[START Given text]

I guess I prefer to see the who, what, why, when, where, and how of the community literacy work (or any work for that matter)rather than the theoretical background and influence of such work. However this has proved to be a weakness of mine---so this is a not always a good thing.

There were a few things I liked about the readings---the Space to Work in Public Life was interesting. Except for the part where they said "Cleary, these communities can benefit from the increased attention of rhetoricians in pursuit of democratic ideals" and then continued to qualify that with "but rhetoric can also benefit from community partnerships premised on negotiated search for the common good." Yes. Because it is that simple.

I apologize for my ramblings... its 5:30 in the morning :)

Monday, April 19, 2010

Use of Rhetoric

While reading the first "On Being Useful: Rhetoric and the Work of Engagement," I thought of my hypothetical community engagement project. The problem I identified is that "it is common to think about community engagement in terms of ourselves—the work that we are doing, the impact that we hope to have, and the way that our presence changes a community (Grabill 1). The way we think of our own work is rhetoric. Our actions reflect this rhetoric.

[END Given text]
[START Supplied data]

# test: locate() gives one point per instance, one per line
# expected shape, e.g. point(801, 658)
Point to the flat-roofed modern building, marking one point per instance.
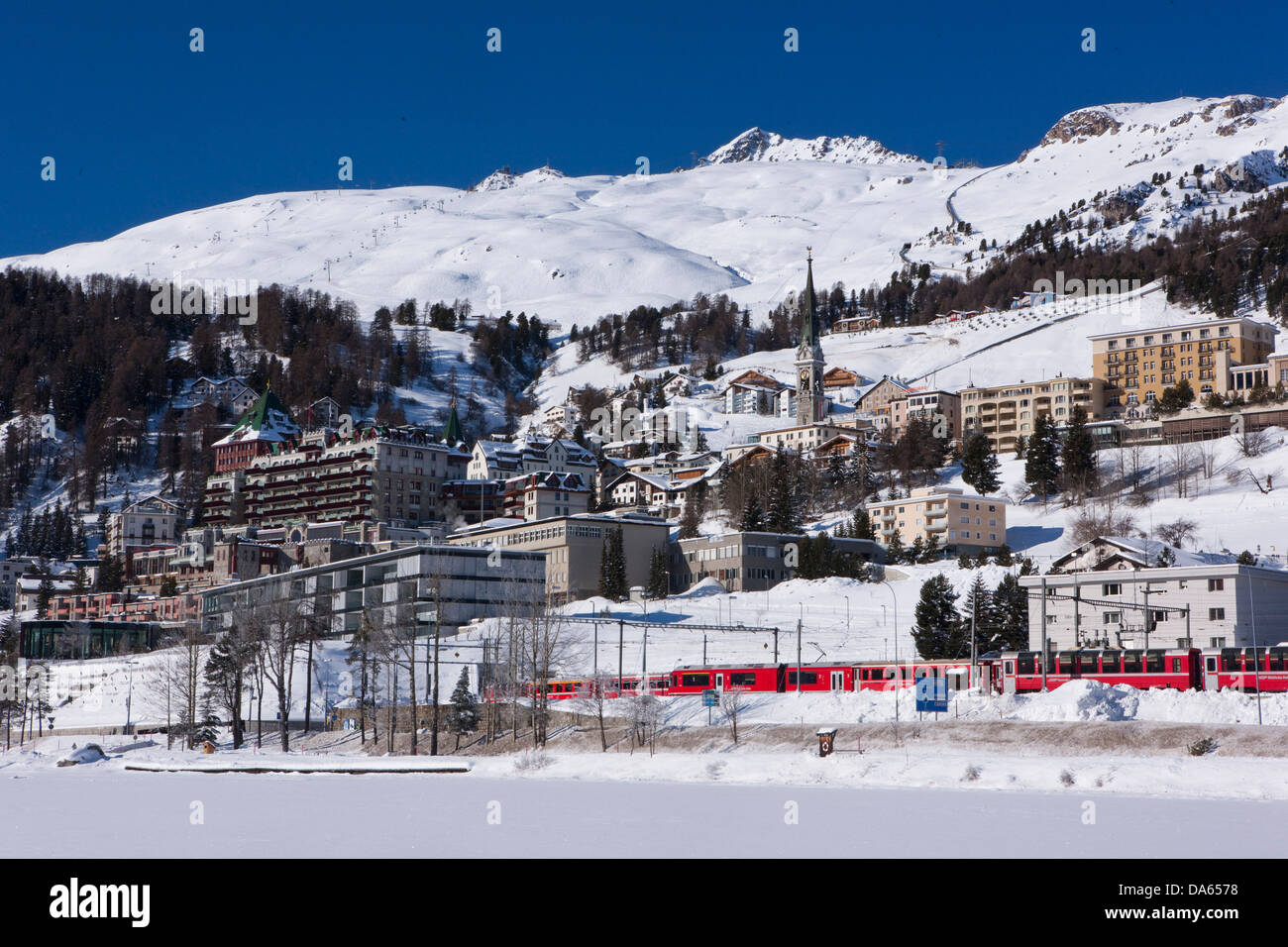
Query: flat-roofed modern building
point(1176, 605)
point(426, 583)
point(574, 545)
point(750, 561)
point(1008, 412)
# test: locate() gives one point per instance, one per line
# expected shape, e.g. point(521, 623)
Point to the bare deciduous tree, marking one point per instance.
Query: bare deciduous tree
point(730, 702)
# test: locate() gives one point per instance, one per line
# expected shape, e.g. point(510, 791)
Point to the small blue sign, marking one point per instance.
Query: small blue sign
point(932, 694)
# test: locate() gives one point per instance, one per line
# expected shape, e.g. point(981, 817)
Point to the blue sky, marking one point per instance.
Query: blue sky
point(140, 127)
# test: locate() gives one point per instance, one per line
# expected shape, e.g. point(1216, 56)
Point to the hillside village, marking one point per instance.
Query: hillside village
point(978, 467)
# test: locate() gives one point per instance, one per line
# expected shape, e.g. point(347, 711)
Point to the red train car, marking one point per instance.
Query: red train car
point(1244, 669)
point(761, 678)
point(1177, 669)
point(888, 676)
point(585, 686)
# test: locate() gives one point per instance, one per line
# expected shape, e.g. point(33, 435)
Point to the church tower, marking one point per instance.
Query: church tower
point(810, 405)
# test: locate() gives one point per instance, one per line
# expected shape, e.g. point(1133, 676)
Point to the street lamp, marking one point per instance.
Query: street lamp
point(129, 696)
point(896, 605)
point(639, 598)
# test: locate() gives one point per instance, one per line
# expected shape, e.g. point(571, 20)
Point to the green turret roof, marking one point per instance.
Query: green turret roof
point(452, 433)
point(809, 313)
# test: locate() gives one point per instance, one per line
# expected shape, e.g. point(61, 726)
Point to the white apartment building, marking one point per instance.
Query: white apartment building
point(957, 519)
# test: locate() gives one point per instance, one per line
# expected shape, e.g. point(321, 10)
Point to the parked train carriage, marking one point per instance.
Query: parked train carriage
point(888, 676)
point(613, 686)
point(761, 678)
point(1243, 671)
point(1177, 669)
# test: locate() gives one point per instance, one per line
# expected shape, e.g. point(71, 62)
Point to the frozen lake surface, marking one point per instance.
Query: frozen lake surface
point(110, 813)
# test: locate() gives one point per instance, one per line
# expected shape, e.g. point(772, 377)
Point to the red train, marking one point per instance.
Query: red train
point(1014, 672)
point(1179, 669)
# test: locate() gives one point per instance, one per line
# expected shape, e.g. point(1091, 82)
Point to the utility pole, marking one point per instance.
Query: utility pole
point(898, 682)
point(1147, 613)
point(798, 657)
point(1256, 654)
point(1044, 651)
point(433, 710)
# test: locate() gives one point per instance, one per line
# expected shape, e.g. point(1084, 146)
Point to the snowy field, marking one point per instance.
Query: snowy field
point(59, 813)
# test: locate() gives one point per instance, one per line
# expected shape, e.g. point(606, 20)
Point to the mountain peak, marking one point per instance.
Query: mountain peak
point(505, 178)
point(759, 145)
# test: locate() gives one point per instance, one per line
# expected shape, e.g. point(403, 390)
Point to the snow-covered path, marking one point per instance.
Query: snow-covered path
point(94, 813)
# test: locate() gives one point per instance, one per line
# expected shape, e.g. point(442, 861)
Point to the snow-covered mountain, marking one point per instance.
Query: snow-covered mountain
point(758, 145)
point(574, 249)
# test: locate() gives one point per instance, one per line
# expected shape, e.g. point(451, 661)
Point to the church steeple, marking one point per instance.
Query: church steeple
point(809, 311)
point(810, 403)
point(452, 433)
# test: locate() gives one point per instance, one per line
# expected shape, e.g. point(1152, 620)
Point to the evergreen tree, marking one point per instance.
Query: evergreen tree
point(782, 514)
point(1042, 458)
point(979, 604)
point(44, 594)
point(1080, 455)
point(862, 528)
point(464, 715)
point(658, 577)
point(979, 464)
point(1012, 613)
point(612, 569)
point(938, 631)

[END Supplied data]

- _Stated task 1_
Translate into Spanish the sentence "The way we think of our own work is rhetoric." from the text on community literacy and rhetoric.
- _Stated task 2_
Reproduce everything from "Monday, April 19, 2010" down to "reflect this rhetoric." in the text on community literacy and rhetoric, replacing "hypothetical" with "proposed".
- _Stated task 3_
Extend the text on community literacy and rhetoric, picking up after its final sentence.

- _Response 1_
La manera en que pensamos en nuestro propio trabajo es retórica.

- _Response 2_
Monday, April 19, 2010

Use of Rhetoric

While reading the first "On Being Useful: Rhetoric and the Work of Engagement," I thought of my proposed community engagement project. The problem I identified is that "it is common to think about community engagement in terms of ourselves—the work that we are doing, the impact that we hope to have, and the way that our presence changes a community (Grabill 1). The way we think of our own work is rhetoric. Our actions reflect this rhetoric.

- _Response 3_
I like how Grabill made the turn to focusing the "public work of rhetoric" on others, and I think that's exactly how it should be. What if we help develop a new rhetoric? This rhetoric should combine the original rhetoric of the group and the rhetorical tools that we, as scholars engaged in communities, bring to the community.

What I found the most interesting was that Grabill and Hart-Davidson marketed WIDE under the name of Capital Area Community Media Center to argue that it was engaged and needed in the community. Grabill goes onto explain that "Rhetoric is always material, and it is most powerful when it makes things that enable others to perform persuasively" (Grabill 14). This use of rhetoric was designed to make a Thing.

I guess i never thought of using rhetoric in this way before.

Tuesday, April 13, 2010

Social Media Marketer as Community Organizer

While much of American political organizing caters to particular group
interests and identities, the IAF works to create bridging social capital by
bringing leaders from different faith communities together in what it calls
broad-based organizations. Warren, 32

The reading I did for this week made me think of how communities are organized and how communities function based up that organization. Now, this blog post is going to bridge back to community informatics a little bit, but I think Warren's chapters apply to this post.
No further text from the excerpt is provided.